[Natural-language object grounding data]
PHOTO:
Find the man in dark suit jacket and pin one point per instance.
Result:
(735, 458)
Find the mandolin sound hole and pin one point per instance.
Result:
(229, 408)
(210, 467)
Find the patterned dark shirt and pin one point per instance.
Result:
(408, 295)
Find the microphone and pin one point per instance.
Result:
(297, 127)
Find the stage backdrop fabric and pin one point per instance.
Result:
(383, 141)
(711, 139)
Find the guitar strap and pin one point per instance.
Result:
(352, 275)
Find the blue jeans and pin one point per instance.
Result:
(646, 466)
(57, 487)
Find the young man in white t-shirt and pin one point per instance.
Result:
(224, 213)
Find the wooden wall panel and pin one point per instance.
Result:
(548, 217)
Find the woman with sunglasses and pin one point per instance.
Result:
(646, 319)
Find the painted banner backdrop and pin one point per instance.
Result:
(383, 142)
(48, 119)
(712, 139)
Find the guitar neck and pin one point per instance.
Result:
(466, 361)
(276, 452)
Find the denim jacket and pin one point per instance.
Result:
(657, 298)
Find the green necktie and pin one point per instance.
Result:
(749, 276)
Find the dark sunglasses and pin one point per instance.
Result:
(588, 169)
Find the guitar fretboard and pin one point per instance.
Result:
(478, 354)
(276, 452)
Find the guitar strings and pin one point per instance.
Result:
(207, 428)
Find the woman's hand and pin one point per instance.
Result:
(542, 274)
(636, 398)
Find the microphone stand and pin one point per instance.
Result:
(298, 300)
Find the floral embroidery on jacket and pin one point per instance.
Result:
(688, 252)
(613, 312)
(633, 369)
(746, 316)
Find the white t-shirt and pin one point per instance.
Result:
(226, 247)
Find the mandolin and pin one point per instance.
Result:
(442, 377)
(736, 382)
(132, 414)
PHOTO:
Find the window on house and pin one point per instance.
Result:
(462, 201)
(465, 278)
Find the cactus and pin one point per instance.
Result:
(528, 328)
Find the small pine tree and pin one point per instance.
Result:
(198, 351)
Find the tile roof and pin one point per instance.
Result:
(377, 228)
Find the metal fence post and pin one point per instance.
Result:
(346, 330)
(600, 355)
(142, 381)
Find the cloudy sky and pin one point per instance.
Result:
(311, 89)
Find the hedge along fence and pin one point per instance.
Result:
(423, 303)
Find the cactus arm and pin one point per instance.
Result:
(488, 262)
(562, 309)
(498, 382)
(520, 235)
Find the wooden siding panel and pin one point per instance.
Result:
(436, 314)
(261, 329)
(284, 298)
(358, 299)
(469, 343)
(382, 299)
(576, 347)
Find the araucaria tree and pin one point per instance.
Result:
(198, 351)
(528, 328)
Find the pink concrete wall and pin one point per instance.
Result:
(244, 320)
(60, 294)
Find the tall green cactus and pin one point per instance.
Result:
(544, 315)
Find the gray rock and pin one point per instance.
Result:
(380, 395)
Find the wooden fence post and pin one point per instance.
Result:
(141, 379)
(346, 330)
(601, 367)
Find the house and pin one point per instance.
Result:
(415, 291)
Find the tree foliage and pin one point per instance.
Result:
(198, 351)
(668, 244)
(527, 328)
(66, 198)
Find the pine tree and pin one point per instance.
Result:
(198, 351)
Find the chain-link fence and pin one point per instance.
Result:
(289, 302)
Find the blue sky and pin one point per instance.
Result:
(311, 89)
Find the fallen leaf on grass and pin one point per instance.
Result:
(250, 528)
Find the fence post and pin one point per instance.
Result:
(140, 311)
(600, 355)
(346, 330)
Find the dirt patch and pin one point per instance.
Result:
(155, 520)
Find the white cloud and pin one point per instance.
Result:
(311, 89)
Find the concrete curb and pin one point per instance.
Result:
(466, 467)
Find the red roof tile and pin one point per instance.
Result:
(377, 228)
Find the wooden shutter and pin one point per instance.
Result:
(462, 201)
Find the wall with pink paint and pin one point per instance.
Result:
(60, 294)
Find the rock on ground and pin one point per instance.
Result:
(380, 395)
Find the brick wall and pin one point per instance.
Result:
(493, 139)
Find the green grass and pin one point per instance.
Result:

What you will do
Gather up every line in the data above that contains the word "pine", copying each one.

Reply to the task
Find the small pine tree and pin one point per instance.
Find the pine tree and pin one point per instance.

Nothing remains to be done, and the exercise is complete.